» **READING TEXT**:
2021 H2 Math Paper 1 Full Solutions

{f(x)=ax^3+bx^2+cx+d}

{f(1)=5 \textrm{ and } f(-1)=-3:}

\begin{align} a + b + c + d&=5 \\ - a + b - c + d&=-3 \end{align}

{f'(x)=3ax^2 + 2bx + c}

{f'(1)=0:}

\begin{align} 3 a + 2 b + c&=0 \end{align}

{\int f(x) \; \mathrm{d}x = \frac{a}{4}x^4 + \frac{b}{3}x^3 + \frac{c}{2}x^2 + dx + C'}

\int_0^1 f(x) \; \mathrm{d}x = 6:

\begin{align} \frac{1}{4} a + \frac{1}{3} b + \frac{1}{2} c + d&=6 \end{align}

Solving (1)-(4) simultaneously,

a=4, \; b=-6, \; c=0, \; d=7

\begin{gather*} |x^2-5| = 2x-1 \Rightarrow \\ x^2-5=2x-1 \; \textrm{ or } \; {x^2-5=-(2x-1)} \end{gather*}

\begin{gather*} x^2+5=2x-1 \\ x^2 - 2 x - 4=0 \\ \begin{aligned} x &= \frac{-(-2) \pm \sqrt{(-2)^2 - 4 (1) (-4)}}{2 (1)} \\ &= 1-\sqrt{5} \textrm{ (N.A.) } \; \textrm{ or } \; 1+\sqrt{5} \end{aligned} \end{gather*}

\begin{gather*} x^2+5=-(2x-1) \\ x^2 + 2 x - 6=0 \\ \begin{aligned} x &= \frac{-(2) \pm \sqrt{(2)^2 - 4 (1) (-6)}}{2 (1)} \\ &= -1-\sqrt{7} \textrm{ (N.A.) } \; \textrm{ or } \; -1+\sqrt{7} \end{aligned} \end{gather*}

\textrm{Solutions: } x=1 + \sqrt{5} \; \textrm{ or } \; x=- 1 + \sqrt{7}

x^{\frac{1}{2}} + y^{\frac{1}{2}} = 3

Differentiating implicitly w.r.t.

» **WHAT YOU NEED TO DO**:
List every condition on f(x) that the math solutions text above uses to find a, b, c and d.

» **STORED DATA**:
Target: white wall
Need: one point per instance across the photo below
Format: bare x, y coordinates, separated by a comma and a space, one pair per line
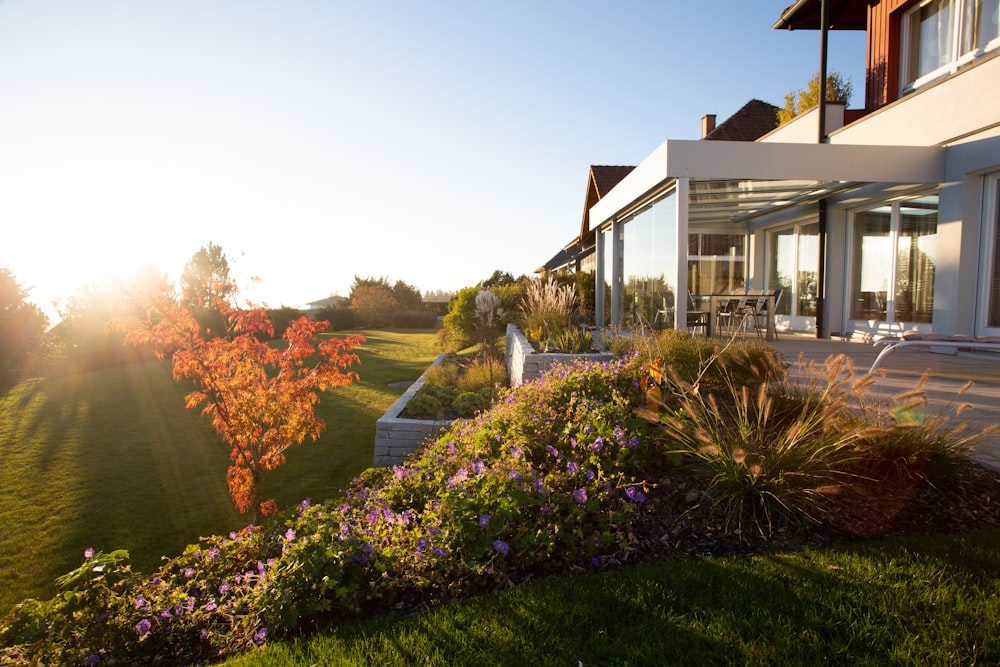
941, 113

» **TASK RESPONSE**:
- f(1) = 5
- f(-1) = -3
- f'(1) = 0
- The integral of f(x) from 0 to 1 equals 6